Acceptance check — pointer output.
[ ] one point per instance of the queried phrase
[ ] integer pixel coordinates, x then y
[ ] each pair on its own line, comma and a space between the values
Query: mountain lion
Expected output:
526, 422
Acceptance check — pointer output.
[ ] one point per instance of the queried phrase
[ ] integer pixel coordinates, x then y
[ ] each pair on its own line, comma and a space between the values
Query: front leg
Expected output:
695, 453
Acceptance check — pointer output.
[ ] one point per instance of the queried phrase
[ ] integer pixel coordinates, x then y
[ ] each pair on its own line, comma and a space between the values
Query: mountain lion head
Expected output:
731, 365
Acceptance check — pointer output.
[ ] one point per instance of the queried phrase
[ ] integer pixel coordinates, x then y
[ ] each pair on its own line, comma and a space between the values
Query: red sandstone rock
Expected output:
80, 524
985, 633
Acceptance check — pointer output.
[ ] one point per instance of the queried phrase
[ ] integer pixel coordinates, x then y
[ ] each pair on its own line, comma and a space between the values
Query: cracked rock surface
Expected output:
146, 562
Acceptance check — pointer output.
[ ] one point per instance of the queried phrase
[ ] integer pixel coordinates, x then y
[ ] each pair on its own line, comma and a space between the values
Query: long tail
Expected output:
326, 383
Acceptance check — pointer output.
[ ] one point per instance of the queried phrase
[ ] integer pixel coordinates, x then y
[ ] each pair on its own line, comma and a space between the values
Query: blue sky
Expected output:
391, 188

■ ■ ■ ■ ■ ■ ■

## [What the exercise asks]
Type out the material again exactly as presented.

## [The output]
Acceptance check — pointer output.
[ ] one point per instance of the queried phrase
[ ] integer pixel coordinates, x then y
[ ] each pair on its own line, comma and a space between the values
Query: mountain lion
Expected output:
526, 422
Acceptance check — pointer output.
[ ] one point per instance of the queried phrase
[ ] integer pixel coordinates, x then y
[ ] each pair on its own line, comma and a space between the values
Query: front leg
Expected output:
695, 453
Acceptance check — pointer output.
[ ] one point per instance of the queried phrase
[ ] integer pixel coordinates, x then y
[ ] each pair on its own line, comma and a space between the values
Query: mountain lion head
Expected output:
731, 365
Acceptance check — pointer output.
[ ] one point per instance of the queried phrase
[ ] integer pixel coordinates, x then y
[ ] each pair on its own line, comma and a space between the values
Query: red sandstone rock
Expected output:
80, 524
985, 633
Acceptance check — pointer output.
[ ] one point per instance of the queried phrase
[ ] integer pixel coordinates, x then y
[ ] each pair on its own line, comma and a space between the values
Query: cracked rock surface
Expected output:
146, 562
Acceptance check — pointer output.
[ ] one point per instance of the queried phrase
[ ] integer pixel coordinates, x then y
[ ] each pair on its own line, comma and a space between the values
Query: long tail
Expected output:
326, 383
Acceptance check — pointer output.
[ ] one point per instance of the queried phrase
[ ] integer pixel coordinates, x then y
[ ] each pair on its own line, comma and a space between the values
Query: blue sky
Expected output:
391, 188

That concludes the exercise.